**Task:**
Answer these questions from the SpeakUp blog post:
1. Which incident reporting system was used by UHCW?
2. What three options does the app give staff to file a concern?
3. How many staff took part in the initial pilot project?

*** Selected text ***

Blog PostSpeakUp - No-code anonymous concern reporting for NHS staff

Find out how UHCW NHS Trust developed SpeakUp – a tool that gives NHS staff the chance to raise concerns quickly, easily and in confidence – using no-code.

The brief

University Hospital Coventry & Warwickshire (UHCW) Trust contacted App Rail as they were looking for an efficient method of app development for staff raising concerns about their work environment.

Until now, staff were required to send an email or a message if they had a concern. This was sent to “ambassadors” within their Trust, who are appointed to manage concerns and complaints.

Most NHS organisations have an incident reporting system, such as RLDatix, which was used by UHCW. But it wasn’t a popular system with staff and the Trust believed that developing an app would be more effective.

The Trust wanted the app to reduce the barriers for raising workplace concerns. It needed to assure confidentiality and offer the option of anonymity, encouraging a culture where everyone feels at ease to speak up.

It also needed to be easy to use and accessible to all, especially the many NHS workers who don’t use computers in their day-to-day jobs.

How the app was developed

The UHCW Innovation team was keen to build the SpeakUp app with minimal technical assistance from App Rail. By running a series of focused workshops and ideation sessions, we were able to give their innovation team feedback. They then took on the task of developing the prototype and incorporating the team’s ideas into different iterations.

“We wanted the app to be more efficient than writing an email or making a phone call,” explains Freedom to Speak Up Guardian, Lorna Shaw. “It is a step-by-step process, collecting the minimum detail in order to have their concern raised.”

The app gives staff three options to file a concern: open, in confidence and anonymous. They can select from a number of Freedom to Speak Up Ambassadors, identified by their names and job roles.

“The ambassadors only give advice or signpost staff to policies or further appropriate assistance, but they may also refer the enquirer to the Guardian directly,” says Lorna.

If staff choose to raise a formal concern, it goes directly to the Guardian. They will thank the worker, share the concern with management and provide feedback regarding progress and outcomes.

When anonymous concerns are made, communication takes place in the same app through anonymous messages, whereas if concerns are raised openly or in confidence, staff provide their email address and telephone number as a method of communication.

Results so far

The SpeakUp app was initially used in a pilot project with 300 staff and it has recently been rolled out to all 11,000 employees at UHCW.

When staff file an anonymous concern, the simple design of the app allows them to quickly explain why they have chosen this option.

*** End of Selected text ***
*** Dataset records ***

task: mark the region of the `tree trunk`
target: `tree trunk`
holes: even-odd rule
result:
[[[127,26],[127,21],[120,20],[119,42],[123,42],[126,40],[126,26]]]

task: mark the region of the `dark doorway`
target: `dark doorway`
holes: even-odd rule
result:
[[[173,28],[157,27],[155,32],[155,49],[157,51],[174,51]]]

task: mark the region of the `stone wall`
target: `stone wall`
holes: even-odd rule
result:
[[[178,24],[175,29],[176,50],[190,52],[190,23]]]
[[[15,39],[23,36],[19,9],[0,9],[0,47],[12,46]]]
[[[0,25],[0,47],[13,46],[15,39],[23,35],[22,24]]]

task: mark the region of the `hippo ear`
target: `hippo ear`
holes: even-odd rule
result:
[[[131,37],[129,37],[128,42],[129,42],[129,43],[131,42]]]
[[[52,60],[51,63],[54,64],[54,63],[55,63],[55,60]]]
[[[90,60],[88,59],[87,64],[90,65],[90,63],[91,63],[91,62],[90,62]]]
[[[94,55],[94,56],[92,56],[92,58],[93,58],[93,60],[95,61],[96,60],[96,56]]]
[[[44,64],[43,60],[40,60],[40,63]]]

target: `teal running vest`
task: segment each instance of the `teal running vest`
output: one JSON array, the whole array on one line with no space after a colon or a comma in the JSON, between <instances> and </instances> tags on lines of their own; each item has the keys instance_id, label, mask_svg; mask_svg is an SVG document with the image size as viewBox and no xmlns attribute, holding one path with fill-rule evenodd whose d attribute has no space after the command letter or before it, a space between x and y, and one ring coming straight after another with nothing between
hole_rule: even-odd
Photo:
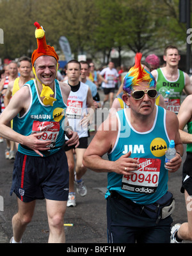
<instances>
[{"instance_id":1,"label":"teal running vest","mask_svg":"<svg viewBox=\"0 0 192 256\"><path fill-rule=\"evenodd\" d=\"M67 106L63 101L58 81L55 80L54 91L57 100L53 102L53 106L45 105L40 100L35 79L28 82L24 86L28 86L30 90L30 106L22 116L17 115L14 118L13 129L24 136L44 131L38 139L51 140L49 147L52 149L49 151L49 154L54 154L65 143L63 127ZM34 151L25 149L20 144L18 151L24 154L40 156ZM44 153L43 151L42 152Z\"/></svg>"},{"instance_id":2,"label":"teal running vest","mask_svg":"<svg viewBox=\"0 0 192 256\"><path fill-rule=\"evenodd\" d=\"M132 176L109 172L106 197L110 195L109 190L116 190L136 203L148 205L167 192L168 174L164 163L170 140L165 125L166 111L159 106L156 107L154 125L145 133L137 132L132 127L126 109L116 113L118 134L112 151L108 154L109 160L116 161L131 151L131 157L138 159L140 167Z\"/></svg>"}]
</instances>

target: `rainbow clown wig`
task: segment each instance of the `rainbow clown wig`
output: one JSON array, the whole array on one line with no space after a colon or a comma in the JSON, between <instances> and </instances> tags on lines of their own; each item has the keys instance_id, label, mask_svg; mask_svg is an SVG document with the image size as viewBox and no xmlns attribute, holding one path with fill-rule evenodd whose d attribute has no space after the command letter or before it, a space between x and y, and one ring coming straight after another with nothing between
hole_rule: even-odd
<instances>
[{"instance_id":1,"label":"rainbow clown wig","mask_svg":"<svg viewBox=\"0 0 192 256\"><path fill-rule=\"evenodd\" d=\"M141 82L147 81L149 87L156 86L156 81L152 74L144 69L141 64L142 53L137 53L135 57L135 64L131 68L124 79L123 89L125 93L131 94L133 87L138 86Z\"/></svg>"}]
</instances>

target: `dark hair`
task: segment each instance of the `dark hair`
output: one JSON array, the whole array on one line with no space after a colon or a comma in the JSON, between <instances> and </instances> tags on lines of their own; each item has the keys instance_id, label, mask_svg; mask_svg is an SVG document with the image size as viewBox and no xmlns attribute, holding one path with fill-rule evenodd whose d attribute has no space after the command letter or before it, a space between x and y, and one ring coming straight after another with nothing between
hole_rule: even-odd
<instances>
[{"instance_id":1,"label":"dark hair","mask_svg":"<svg viewBox=\"0 0 192 256\"><path fill-rule=\"evenodd\" d=\"M81 69L81 63L80 63L78 60L69 60L69 61L67 62L67 65L66 65L66 69L68 69L68 64L70 64L70 63L76 63L76 64L79 64L79 69Z\"/></svg>"},{"instance_id":2,"label":"dark hair","mask_svg":"<svg viewBox=\"0 0 192 256\"><path fill-rule=\"evenodd\" d=\"M167 46L164 48L164 55L166 55L166 51L167 51L167 50L168 50L168 49L176 49L176 50L177 50L178 53L179 53L179 50L178 50L178 48L177 48L177 46L173 46L173 45L168 45L168 46Z\"/></svg>"}]
</instances>

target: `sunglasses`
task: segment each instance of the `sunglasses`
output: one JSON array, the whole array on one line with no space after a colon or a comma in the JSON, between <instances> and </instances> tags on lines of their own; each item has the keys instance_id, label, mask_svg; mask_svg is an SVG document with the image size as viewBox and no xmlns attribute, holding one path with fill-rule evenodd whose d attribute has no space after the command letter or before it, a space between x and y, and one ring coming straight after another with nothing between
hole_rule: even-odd
<instances>
[{"instance_id":1,"label":"sunglasses","mask_svg":"<svg viewBox=\"0 0 192 256\"><path fill-rule=\"evenodd\" d=\"M129 96L132 96L135 100L141 100L144 97L145 94L150 98L155 98L157 96L157 91L156 89L149 89L148 90L138 90L134 91L131 94L127 93Z\"/></svg>"}]
</instances>

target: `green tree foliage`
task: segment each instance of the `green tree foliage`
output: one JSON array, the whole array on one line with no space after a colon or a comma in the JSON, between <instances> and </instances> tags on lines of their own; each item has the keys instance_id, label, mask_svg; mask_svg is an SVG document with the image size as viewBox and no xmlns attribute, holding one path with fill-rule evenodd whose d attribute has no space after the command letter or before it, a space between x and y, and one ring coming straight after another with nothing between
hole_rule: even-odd
<instances>
[{"instance_id":1,"label":"green tree foliage","mask_svg":"<svg viewBox=\"0 0 192 256\"><path fill-rule=\"evenodd\" d=\"M64 35L72 51L109 56L116 48L141 51L186 43L186 24L179 22L179 0L0 0L1 59L30 55L36 48L35 21L47 44L60 50Z\"/></svg>"}]
</instances>

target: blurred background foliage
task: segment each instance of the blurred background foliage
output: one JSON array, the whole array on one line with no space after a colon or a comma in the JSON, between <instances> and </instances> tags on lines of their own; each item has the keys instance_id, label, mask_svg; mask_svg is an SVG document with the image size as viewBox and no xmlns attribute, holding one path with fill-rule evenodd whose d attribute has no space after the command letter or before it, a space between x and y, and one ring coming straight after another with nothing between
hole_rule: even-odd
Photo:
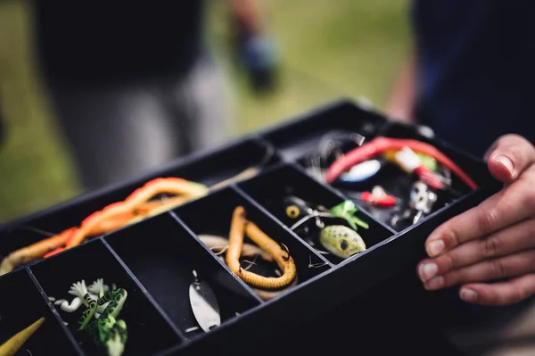
<instances>
[{"instance_id":1,"label":"blurred background foliage","mask_svg":"<svg viewBox=\"0 0 535 356\"><path fill-rule=\"evenodd\" d=\"M207 37L233 90L235 136L340 97L382 109L410 37L407 0L259 0L282 67L277 90L256 95L233 64L224 1L209 4ZM0 2L0 223L82 192L39 80L31 8Z\"/></svg>"}]
</instances>

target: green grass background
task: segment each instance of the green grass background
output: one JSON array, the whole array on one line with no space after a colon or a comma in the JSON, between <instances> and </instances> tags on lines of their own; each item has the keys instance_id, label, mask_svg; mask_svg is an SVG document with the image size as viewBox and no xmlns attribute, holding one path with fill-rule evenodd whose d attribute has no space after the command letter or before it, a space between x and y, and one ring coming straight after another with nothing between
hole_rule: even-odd
<instances>
[{"instance_id":1,"label":"green grass background","mask_svg":"<svg viewBox=\"0 0 535 356\"><path fill-rule=\"evenodd\" d=\"M259 0L282 60L280 87L255 95L230 61L225 1L210 3L207 37L234 89L241 135L340 97L383 109L410 39L407 0ZM54 126L33 54L31 8L0 2L0 223L82 192Z\"/></svg>"}]
</instances>

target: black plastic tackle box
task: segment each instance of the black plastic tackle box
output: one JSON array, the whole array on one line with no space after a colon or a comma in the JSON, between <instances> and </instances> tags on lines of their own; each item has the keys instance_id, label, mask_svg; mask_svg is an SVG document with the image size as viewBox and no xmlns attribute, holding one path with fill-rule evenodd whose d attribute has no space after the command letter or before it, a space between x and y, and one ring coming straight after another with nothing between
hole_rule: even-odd
<instances>
[{"instance_id":1,"label":"black plastic tackle box","mask_svg":"<svg viewBox=\"0 0 535 356\"><path fill-rule=\"evenodd\" d=\"M374 152L377 157L368 157L355 172L339 164L338 176L329 176L333 173L327 168L383 137L432 145L477 186L469 186L450 170L440 170L440 160L431 160L426 171L440 170L436 177L444 189L419 191L429 185L416 186L422 181L416 170L411 173L394 164L395 154L416 155L422 165L430 157L400 146ZM498 189L482 161L424 135L416 127L390 120L356 102L341 100L222 147L180 158L143 177L4 224L0 228L0 256L4 259L17 249L80 226L95 211L125 200L152 179L174 177L210 187L260 163L260 170L252 176L216 186L207 195L170 211L86 238L79 245L21 263L4 273L0 277L0 343L44 317L45 322L23 351L28 349L33 356L98 354L95 343L83 331L77 331L84 305L67 312L59 302L71 302L75 294L69 291L73 284L84 280L89 286L103 278L110 290L128 292L116 318L127 326L124 355L247 352L269 343L288 327L313 321L399 271L415 268L424 256L424 239L437 226ZM415 209L411 200L415 194L432 198L426 201L431 210ZM397 203L381 206L377 202L382 197L394 197ZM300 203L312 207L309 212L324 211L324 215L309 216L299 210ZM294 262L296 283L272 299L264 300L253 286L233 273L225 261L225 250L216 252L201 240L202 235L228 237L238 206L245 211L248 221L287 253L284 261L291 256ZM325 235L335 244L348 229L355 231L350 219L328 216L333 214L333 207L358 219L361 225L355 228L366 244L364 251L344 259L322 244L318 236L331 225L345 227ZM295 228L296 217L307 219ZM244 242L249 247L254 244L248 239ZM347 245L338 247L342 251ZM240 260L240 269L282 277L281 273L273 274L275 262L255 256L254 261L253 257ZM190 302L193 273L210 286L218 305L220 325L206 332Z\"/></svg>"}]
</instances>

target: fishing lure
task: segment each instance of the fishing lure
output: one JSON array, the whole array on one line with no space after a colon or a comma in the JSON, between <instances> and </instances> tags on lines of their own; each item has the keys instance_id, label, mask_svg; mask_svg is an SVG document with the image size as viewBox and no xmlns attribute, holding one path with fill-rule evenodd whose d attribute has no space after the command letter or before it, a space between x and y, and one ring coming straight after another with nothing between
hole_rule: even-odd
<instances>
[{"instance_id":1,"label":"fishing lure","mask_svg":"<svg viewBox=\"0 0 535 356\"><path fill-rule=\"evenodd\" d=\"M366 250L366 244L357 231L343 225L325 227L319 232L319 241L329 253L342 259Z\"/></svg>"},{"instance_id":2,"label":"fishing lure","mask_svg":"<svg viewBox=\"0 0 535 356\"><path fill-rule=\"evenodd\" d=\"M19 331L17 334L9 338L5 343L0 345L0 355L2 356L14 356L19 350L24 345L24 344L34 335L41 325L45 322L45 317L39 318L37 320L33 322L30 326Z\"/></svg>"},{"instance_id":3,"label":"fishing lure","mask_svg":"<svg viewBox=\"0 0 535 356\"><path fill-rule=\"evenodd\" d=\"M342 173L338 178L343 183L359 183L374 177L381 170L381 162L378 160L363 161L351 167L351 169Z\"/></svg>"},{"instance_id":4,"label":"fishing lure","mask_svg":"<svg viewBox=\"0 0 535 356\"><path fill-rule=\"evenodd\" d=\"M477 184L472 180L472 178L453 161L448 158L436 147L424 142L414 139L391 138L383 137L374 138L373 140L368 141L367 143L357 148L354 148L353 150L345 153L343 156L336 159L336 161L334 161L334 162L327 169L325 181L328 184L332 184L336 178L338 178L338 177L340 177L342 173L347 171L356 164L372 159L374 156L382 154L389 150L401 151L406 148L410 149L413 153L419 153L432 157L442 166L456 174L471 189L477 188ZM438 178L438 176L425 168L424 165L420 164L418 167L415 167L414 171L424 183L433 187L442 188L440 179Z\"/></svg>"},{"instance_id":5,"label":"fishing lure","mask_svg":"<svg viewBox=\"0 0 535 356\"><path fill-rule=\"evenodd\" d=\"M199 279L195 270L193 270L193 283L189 288L192 310L201 328L204 332L209 332L221 325L219 304L214 291L205 281Z\"/></svg>"},{"instance_id":6,"label":"fishing lure","mask_svg":"<svg viewBox=\"0 0 535 356\"><path fill-rule=\"evenodd\" d=\"M250 272L240 264L244 235L269 253L282 269L283 275L268 277ZM284 247L283 247L284 246ZM225 259L228 268L264 300L269 300L289 287L297 285L297 269L288 248L266 235L253 222L245 218L245 209L237 206L232 215L228 249Z\"/></svg>"},{"instance_id":7,"label":"fishing lure","mask_svg":"<svg viewBox=\"0 0 535 356\"><path fill-rule=\"evenodd\" d=\"M86 281L82 279L71 285L69 294L78 298L86 306L78 319L78 330L87 333L98 349L105 354L120 356L124 352L128 333L126 322L118 319L118 317L123 309L128 293L123 288L108 292L104 290L102 278L97 279L89 287L86 286ZM99 313L101 310L102 314Z\"/></svg>"},{"instance_id":8,"label":"fishing lure","mask_svg":"<svg viewBox=\"0 0 535 356\"><path fill-rule=\"evenodd\" d=\"M357 230L357 226L363 228L369 228L370 226L367 222L355 216L355 213L358 211L357 206L350 200L344 200L338 205L334 205L329 210L331 215L343 219L350 224L354 230Z\"/></svg>"},{"instance_id":9,"label":"fishing lure","mask_svg":"<svg viewBox=\"0 0 535 356\"><path fill-rule=\"evenodd\" d=\"M296 219L300 217L290 228L293 230L308 219L316 219L316 226L319 230L319 243L328 253L347 259L366 250L366 244L360 235L357 233L357 227L369 228L369 225L353 215L357 211L357 207L352 202L344 201L331 208L326 213L313 209L309 203L295 196L288 196L284 202L288 218ZM318 209L322 209L322 207L318 206ZM343 225L325 227L319 219L320 217L343 219L353 228ZM305 233L309 235L308 227L305 227ZM312 242L309 243L314 245Z\"/></svg>"}]
</instances>

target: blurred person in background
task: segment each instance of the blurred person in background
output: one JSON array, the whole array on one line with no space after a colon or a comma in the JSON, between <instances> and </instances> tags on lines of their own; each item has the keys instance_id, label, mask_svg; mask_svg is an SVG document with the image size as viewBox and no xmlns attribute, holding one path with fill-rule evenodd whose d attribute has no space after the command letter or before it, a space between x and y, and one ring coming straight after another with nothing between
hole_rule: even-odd
<instances>
[{"instance_id":1,"label":"blurred person in background","mask_svg":"<svg viewBox=\"0 0 535 356\"><path fill-rule=\"evenodd\" d=\"M435 316L464 352L535 354L535 3L412 6L414 48L388 113L484 156L504 183L428 237L418 276L429 291L458 287Z\"/></svg>"},{"instance_id":2,"label":"blurred person in background","mask_svg":"<svg viewBox=\"0 0 535 356\"><path fill-rule=\"evenodd\" d=\"M255 0L227 0L253 88L276 62ZM55 118L86 189L215 146L234 132L207 48L205 2L35 1L37 48Z\"/></svg>"}]
</instances>

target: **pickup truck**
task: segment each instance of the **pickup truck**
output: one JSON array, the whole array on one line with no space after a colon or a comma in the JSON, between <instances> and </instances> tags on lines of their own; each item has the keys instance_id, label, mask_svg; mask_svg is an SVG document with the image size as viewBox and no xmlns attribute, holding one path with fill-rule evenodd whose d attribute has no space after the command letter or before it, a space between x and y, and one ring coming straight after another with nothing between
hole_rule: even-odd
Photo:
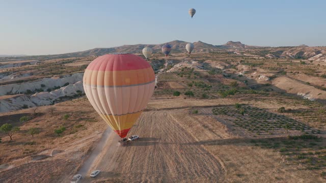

*** End of Dataset records ***

**Solution:**
1. RLDatix
2. Open, in confidence and anonymous
3. 300